All the data should come back exactly as it was given.

* BEGIN Records for this exercise *

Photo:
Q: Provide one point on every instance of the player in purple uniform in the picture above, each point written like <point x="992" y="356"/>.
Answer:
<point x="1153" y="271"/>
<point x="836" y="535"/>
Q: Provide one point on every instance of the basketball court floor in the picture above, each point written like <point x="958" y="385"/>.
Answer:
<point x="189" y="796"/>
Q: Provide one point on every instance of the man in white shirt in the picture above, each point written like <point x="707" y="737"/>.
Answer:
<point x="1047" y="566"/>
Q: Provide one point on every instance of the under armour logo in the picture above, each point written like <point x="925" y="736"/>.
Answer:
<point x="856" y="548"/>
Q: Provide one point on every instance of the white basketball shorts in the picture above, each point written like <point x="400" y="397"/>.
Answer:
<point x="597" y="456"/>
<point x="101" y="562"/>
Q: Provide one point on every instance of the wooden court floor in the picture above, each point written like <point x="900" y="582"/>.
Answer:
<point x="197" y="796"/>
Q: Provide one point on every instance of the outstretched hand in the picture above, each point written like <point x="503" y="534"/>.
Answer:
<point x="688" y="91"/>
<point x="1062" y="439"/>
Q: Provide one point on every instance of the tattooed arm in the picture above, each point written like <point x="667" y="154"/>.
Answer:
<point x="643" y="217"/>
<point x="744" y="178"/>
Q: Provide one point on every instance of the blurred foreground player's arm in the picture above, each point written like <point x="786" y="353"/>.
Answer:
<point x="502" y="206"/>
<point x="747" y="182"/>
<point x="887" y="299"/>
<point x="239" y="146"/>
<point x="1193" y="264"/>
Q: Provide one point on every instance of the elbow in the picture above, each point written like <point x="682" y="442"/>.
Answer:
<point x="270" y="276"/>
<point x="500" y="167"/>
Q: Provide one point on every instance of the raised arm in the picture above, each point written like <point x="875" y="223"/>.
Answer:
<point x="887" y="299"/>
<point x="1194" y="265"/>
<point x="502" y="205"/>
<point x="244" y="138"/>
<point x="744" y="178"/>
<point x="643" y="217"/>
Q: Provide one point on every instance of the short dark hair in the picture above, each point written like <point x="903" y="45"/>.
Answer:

* END Records for this exercise *

#### Expected answer:
Photo:
Q: Provide one point on every instance of the player in purple uniform in the picture above, each point written like <point x="992" y="356"/>.
Answer:
<point x="1153" y="271"/>
<point x="836" y="535"/>
Q: Provide one point on every instance of the basketball court floor in the picture above, each point written like <point x="958" y="385"/>.
Answer:
<point x="189" y="796"/>
Q: Provide one point on every instance of the man in white shirt in the picture above, each point written like <point x="707" y="737"/>.
Answer:
<point x="1047" y="566"/>
Q: Provide one point on every instance of the under armour logo in the picture above, each point written like <point x="925" y="736"/>.
Answer:
<point x="856" y="548"/>
Q: Provide one point on every instance of the white basketball shorts in the picture above, each point written like <point x="400" y="397"/>.
Answer:
<point x="597" y="456"/>
<point x="101" y="562"/>
Q: Provide one point on every instance of the wooden court floor in the picture above, each point written like <point x="900" y="582"/>.
Answer:
<point x="197" y="796"/>
Q: Provide one point on every instance of the outstretched hand in the picture above, each point written like <point x="503" y="534"/>.
Answer:
<point x="688" y="91"/>
<point x="1062" y="439"/>
Q: Provide one point on every instance of the tattooed arm in the picture above, each point written like <point x="667" y="154"/>.
Answer:
<point x="643" y="217"/>
<point x="744" y="178"/>
Q: Provide one point on every instance of the blurred foreground player's arm in the picture above, each point written like <point x="786" y="353"/>.
Answer:
<point x="502" y="206"/>
<point x="747" y="182"/>
<point x="887" y="299"/>
<point x="239" y="146"/>
<point x="1193" y="264"/>
Q: Provide one point on every instance of the elbow in the picture above, each point written like <point x="682" y="442"/>.
Answer:
<point x="270" y="276"/>
<point x="500" y="167"/>
Q: Provide one point on every instance of the raised arm in the picture above, each point written like <point x="875" y="223"/>.
Answer:
<point x="887" y="299"/>
<point x="1194" y="265"/>
<point x="502" y="205"/>
<point x="244" y="138"/>
<point x="744" y="178"/>
<point x="643" y="217"/>
Q: Provide one point on every instance of the short dark hair in the picture above, each point written like <point x="903" y="45"/>.
Answer:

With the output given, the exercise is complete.